— WRITTEN EXERCISE —
Render the listing as a numbered list, from its first line through the line containing "pixel 398 236", with both ends included and blank lines omitted. Leave the pictures out of the answer.

* BEGIN PROVIDED ENTRIES *

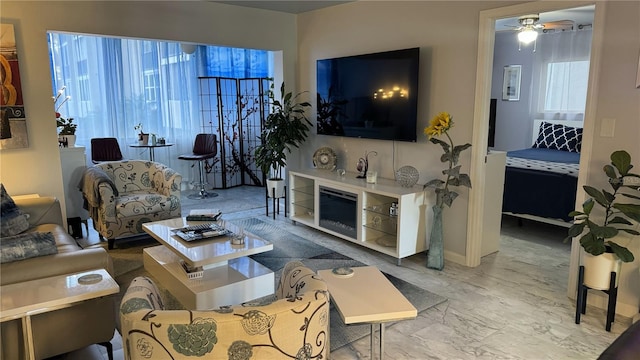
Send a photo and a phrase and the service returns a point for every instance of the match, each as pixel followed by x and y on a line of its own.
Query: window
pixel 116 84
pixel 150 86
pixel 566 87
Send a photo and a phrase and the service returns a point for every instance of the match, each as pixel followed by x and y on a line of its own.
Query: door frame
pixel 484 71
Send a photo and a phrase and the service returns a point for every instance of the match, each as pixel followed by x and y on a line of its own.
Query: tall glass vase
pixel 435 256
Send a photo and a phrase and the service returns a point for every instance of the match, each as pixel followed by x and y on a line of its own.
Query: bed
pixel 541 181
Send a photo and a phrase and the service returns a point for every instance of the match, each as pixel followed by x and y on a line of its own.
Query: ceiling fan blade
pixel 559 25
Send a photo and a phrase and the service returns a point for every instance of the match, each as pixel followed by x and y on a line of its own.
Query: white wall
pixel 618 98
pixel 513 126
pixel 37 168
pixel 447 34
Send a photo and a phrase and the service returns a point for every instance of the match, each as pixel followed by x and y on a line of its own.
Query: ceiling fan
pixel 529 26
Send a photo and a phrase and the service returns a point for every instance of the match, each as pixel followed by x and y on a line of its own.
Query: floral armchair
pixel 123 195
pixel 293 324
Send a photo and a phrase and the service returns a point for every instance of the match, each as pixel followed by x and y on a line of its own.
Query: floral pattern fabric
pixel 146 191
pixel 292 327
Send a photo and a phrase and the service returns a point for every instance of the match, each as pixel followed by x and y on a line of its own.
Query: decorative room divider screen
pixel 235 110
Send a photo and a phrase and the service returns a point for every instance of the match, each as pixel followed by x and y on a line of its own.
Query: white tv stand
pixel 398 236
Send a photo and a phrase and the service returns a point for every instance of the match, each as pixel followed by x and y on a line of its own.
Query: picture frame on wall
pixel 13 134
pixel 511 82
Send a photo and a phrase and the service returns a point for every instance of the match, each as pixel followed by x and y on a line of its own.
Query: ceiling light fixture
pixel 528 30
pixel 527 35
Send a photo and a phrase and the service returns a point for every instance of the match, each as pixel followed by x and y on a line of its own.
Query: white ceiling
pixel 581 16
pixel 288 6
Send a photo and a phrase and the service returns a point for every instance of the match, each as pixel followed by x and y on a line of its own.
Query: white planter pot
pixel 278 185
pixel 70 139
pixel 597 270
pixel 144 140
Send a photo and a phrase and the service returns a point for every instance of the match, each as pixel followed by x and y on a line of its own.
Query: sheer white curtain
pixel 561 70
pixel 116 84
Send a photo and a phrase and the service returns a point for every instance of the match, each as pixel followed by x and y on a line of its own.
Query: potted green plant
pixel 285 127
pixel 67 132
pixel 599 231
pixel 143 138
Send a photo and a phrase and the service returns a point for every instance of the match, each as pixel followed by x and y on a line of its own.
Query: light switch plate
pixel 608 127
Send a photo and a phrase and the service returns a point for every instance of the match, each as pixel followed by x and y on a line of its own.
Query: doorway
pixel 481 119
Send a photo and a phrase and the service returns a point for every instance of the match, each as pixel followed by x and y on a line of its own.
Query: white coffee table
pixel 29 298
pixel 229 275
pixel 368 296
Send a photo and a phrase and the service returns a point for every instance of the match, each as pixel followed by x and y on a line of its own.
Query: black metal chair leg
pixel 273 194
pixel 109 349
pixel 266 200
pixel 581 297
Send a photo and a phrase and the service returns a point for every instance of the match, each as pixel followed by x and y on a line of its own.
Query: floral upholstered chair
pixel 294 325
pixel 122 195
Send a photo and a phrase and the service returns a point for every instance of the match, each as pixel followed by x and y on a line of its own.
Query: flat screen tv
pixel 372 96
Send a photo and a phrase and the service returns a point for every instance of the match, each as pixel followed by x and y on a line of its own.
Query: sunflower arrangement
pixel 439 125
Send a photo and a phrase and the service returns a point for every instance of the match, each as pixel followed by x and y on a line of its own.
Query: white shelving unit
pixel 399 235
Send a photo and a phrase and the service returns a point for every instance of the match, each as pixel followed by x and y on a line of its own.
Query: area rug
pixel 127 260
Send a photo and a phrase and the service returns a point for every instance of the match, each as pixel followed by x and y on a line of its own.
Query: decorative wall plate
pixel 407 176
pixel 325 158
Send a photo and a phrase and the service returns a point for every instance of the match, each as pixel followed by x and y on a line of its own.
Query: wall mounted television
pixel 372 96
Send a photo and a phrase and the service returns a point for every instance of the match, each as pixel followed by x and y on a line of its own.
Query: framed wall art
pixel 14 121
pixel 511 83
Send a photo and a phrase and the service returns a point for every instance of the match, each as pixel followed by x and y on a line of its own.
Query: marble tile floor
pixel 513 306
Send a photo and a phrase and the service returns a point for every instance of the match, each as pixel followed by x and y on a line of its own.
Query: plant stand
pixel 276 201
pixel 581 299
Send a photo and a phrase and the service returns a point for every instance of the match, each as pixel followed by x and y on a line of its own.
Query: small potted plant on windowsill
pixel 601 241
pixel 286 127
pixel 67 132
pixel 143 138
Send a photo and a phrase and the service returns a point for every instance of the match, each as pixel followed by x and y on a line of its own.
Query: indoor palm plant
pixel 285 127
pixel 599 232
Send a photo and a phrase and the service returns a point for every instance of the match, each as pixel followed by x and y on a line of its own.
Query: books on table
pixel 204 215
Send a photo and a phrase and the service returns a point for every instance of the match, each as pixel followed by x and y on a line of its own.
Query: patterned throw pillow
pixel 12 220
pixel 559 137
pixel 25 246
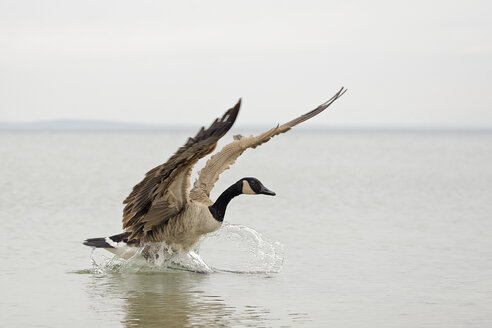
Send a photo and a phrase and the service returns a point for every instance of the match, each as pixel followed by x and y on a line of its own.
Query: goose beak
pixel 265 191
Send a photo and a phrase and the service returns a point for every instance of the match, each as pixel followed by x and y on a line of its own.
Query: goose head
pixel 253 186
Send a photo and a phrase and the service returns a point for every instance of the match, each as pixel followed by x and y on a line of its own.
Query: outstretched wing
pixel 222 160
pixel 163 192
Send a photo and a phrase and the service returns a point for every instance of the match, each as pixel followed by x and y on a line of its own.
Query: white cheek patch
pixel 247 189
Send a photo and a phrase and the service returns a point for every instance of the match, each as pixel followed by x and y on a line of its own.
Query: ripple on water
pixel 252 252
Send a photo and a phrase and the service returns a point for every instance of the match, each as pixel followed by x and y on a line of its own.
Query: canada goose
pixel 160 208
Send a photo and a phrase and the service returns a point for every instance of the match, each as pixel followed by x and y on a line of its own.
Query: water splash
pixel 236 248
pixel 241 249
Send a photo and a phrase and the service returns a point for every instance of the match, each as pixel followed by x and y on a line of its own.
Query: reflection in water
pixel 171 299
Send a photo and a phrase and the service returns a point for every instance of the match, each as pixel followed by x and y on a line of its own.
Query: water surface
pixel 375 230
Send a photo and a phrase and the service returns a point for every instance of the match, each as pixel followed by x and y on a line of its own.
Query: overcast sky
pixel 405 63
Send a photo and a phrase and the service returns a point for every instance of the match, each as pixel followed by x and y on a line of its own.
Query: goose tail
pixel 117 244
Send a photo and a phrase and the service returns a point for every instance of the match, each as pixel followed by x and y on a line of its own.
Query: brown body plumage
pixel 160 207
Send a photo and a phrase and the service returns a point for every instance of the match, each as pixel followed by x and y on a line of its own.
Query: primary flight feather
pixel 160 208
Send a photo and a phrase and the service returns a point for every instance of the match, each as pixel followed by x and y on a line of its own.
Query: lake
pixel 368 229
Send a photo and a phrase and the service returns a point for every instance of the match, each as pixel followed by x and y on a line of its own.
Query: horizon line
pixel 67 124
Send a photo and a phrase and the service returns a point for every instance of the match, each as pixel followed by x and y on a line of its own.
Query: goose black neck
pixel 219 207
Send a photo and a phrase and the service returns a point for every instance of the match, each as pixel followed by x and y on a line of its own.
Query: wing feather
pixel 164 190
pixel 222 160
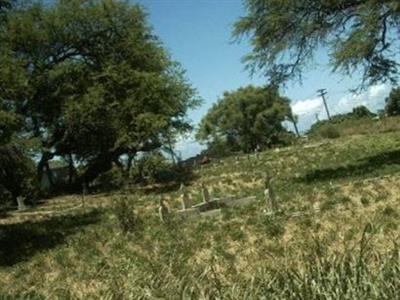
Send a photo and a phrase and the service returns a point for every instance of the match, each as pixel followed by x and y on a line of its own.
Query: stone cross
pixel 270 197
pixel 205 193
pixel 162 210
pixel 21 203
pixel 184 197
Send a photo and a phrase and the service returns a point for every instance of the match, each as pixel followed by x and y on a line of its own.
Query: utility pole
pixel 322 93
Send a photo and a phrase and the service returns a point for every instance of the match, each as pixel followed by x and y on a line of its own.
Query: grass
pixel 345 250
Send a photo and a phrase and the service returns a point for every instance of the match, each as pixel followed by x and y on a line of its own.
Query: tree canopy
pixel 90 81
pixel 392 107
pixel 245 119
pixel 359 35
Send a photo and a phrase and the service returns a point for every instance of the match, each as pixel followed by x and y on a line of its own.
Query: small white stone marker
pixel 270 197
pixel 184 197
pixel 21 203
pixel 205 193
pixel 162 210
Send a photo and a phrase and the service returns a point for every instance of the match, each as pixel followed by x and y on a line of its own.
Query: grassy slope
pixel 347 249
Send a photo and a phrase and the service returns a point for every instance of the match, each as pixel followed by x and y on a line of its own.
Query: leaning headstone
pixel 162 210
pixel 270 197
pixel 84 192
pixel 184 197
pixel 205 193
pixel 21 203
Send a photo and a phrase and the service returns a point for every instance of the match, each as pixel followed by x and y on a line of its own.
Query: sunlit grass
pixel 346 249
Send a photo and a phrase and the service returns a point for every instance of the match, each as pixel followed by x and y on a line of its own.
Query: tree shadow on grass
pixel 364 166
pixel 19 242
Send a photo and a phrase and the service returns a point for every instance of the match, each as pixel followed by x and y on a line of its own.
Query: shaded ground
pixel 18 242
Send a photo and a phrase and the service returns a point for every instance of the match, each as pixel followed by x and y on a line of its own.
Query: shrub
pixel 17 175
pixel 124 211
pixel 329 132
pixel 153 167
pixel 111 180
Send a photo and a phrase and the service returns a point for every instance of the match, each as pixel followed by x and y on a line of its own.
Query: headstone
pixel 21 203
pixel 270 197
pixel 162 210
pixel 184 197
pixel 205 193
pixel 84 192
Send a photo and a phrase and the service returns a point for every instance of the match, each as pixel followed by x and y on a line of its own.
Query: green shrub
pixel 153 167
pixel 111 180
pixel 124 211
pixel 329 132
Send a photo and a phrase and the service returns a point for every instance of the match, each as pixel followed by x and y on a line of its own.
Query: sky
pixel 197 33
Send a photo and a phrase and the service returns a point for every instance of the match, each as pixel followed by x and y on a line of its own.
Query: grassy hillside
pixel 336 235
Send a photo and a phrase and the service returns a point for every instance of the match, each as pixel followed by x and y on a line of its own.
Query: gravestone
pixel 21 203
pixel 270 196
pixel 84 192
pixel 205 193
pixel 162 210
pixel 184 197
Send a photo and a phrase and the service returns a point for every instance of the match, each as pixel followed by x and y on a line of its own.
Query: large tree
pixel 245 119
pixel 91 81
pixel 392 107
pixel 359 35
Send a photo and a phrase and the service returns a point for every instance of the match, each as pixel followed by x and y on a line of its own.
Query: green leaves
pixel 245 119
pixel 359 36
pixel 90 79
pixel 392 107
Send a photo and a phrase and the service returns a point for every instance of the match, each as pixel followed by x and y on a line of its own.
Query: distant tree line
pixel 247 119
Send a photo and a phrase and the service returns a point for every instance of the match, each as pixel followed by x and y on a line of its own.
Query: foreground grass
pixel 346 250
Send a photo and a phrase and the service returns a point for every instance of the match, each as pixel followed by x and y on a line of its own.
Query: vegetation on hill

* END PROVIDED ENTRIES *

— THE REPLY —
1. Send a photo and a phrase and the service returns a point for every instance of the match, each as pixel followed by x and y on a line of its own.
2. Query: window
3. pixel 116 84
4. pixel 150 86
5. pixel 566 87
6. Send a photo and a phrase and the service returns a point for every instance of the match, each as pixel followed by x and y on a line of its own.
7. Query: door frame
8. pixel 484 71
9. Send a photo and a phrase and the service returns a point for every instance of the match, each as pixel followed by x and y on a line of its own.
10. Query: tall glass vase
11. pixel 435 256
12. Send a photo and a phrase and the service returns a point for every instance of the match, each as pixel followed by x and y on a line of its own.
13. Query: bed
14. pixel 541 181
15. Send a photo and a phrase and the service returns a point for every instance of the match, each as pixel followed by x and y on a line of its own.
16. Query: ceiling fan blade
17. pixel 559 25
18. Send a photo and a phrase and the service returns a point for every instance of the match, each as pixel followed by x and y on a line of its own.
19. Query: white wall
20. pixel 618 98
21. pixel 513 126
22. pixel 37 168
23. pixel 447 34
24. Send a photo and a phrase and the service returns a point for every instance of the match, each as pixel followed by x and y on a line of its own.
25. Query: ceiling fan
26. pixel 529 26
27. Send a photo and a phrase and the service returns a point for every instance of the match, each as pixel followed by x and y on a line of its own.
28. Query: floral armchair
29. pixel 123 195
30. pixel 293 324
31. Send a photo and a phrase and the service returns a point for every instance of the match, each as pixel followed by x and y on a line of its own.
32. Query: floral pattern fabric
33. pixel 146 191
34. pixel 292 327
35. Send a photo and a phrase and the service returns a point for every instance of the match, each as pixel followed by x and y on a line of its own.
36. Query: decorative room divider screen
37. pixel 235 110
38. Send a photo and a phrase and the service returns a point for every instance of the match, each as pixel followed by x and y on a line of its own.
39. Query: white tv stand
40. pixel 398 236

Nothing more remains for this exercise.